* **EXTRACT PROVIDED**
=== Section Start ===

U.S. and European Union provide fresh details of giant trade pact

Washington (TIP)- The United States and European Union say they’ve agreed on the details of a trade deal that would keep tariffs high for now on European vehicles and lower them on computer chips, but it will take weeks — or months — of additional negotiations to iron out remaining issues.
White House officials hailed a joint statement released on August 21 in Washington and Brussels as an important step toward fleshing out the commitments reached by President Donald Trump and European Commission President Ursula von der Leyen at their impromptu July summit.
The three-and-a-half page statement confirms that the U.S. will impose a 15 percent tariff on most European products, which traditionally have faced levies of little more than 2 percent.
The increased import tax is expected to mean higher prices for Americans on European medicines, French perfumes, Italian wines and other items.

=== Section End ===

* **RECORDS SUPPLIED**
=== Section Start ===

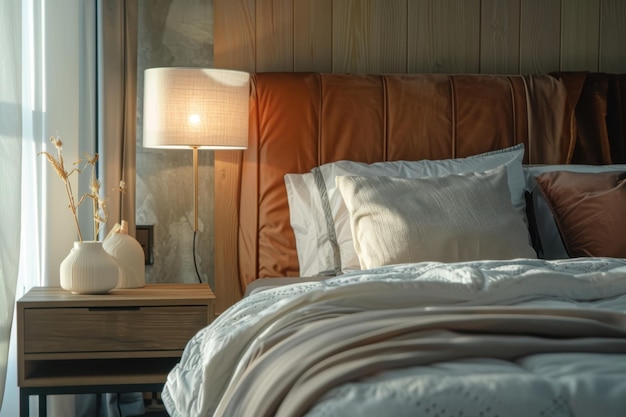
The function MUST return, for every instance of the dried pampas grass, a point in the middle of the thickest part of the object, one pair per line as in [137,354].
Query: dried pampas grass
[99,203]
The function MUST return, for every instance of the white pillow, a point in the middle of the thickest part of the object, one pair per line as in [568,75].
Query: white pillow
[324,241]
[552,246]
[452,218]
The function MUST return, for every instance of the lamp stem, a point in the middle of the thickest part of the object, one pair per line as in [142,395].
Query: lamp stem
[195,188]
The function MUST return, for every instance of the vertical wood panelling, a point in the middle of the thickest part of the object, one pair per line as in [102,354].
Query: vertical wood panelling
[312,35]
[234,33]
[499,36]
[274,36]
[540,36]
[580,35]
[369,36]
[613,36]
[444,36]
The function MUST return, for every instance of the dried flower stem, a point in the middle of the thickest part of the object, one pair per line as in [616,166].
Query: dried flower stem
[59,166]
[99,204]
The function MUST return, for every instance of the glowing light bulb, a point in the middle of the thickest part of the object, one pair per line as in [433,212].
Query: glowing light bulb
[194,119]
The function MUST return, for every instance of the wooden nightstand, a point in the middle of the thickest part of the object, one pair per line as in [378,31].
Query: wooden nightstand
[124,341]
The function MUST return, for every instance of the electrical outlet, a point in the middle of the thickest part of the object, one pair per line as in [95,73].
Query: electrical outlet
[145,237]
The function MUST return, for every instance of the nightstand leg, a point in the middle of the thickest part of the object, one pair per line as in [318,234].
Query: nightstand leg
[43,405]
[24,404]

=== Section End ===

* **ACTIVITY 1**
In the article on the U.S.–EU trade pact, what tariff will the United States impose on most European products?
* **ACTIVITY 2**
Pick up the article on the U.S.–EU trade pact after its last sentence and carry it forward.

* **WRITTEN ANSWER 1**
A 15 percent tariff.

* **WRITTEN ANSWER 2**
The U.S. now has agreed to lower its 25 percent tariff on imported cars to 15 percent for European vehicles once the E.U. introduces legislation to eliminate its already low tariffs on American industrial products and to provide greater market access for some American farm goods, such as bison.
European semiconductors, pharmaceuticals and lumber also will face import taxes of 15 percent, far lower than levels the president is eyeing for those goods produced in other markets. European officials have pushed to get those promises in writing during weeks of back-and-forth talks.
Since the deal was announced, the 27-nation E.U. has sought to poke holes in Trump’s blanket tariffs by negotiating carve-outs for its top industries. The bloc has secured some exemptions, such as for aircraft and parts.
But wine and spirits — a flash point in trade talks and key exports for countries like France and Italy — have not been spared, E.U. officials said Thursday, much to the dismay of the industry on both sides of the Atlantic. Americans previously were able to import alcohol products from Europe without paying any U.S. tax.
The E.U.’s trade commissioner, Maros Sefcovic, said negotiators would keep trying to bring down levies on booze and other sectors, including steel and aluminum.
The agreement is “truly impactful at a time when the trade landscape has completely changed. … But this is not the end, it is the beginning,” Sefcovic said.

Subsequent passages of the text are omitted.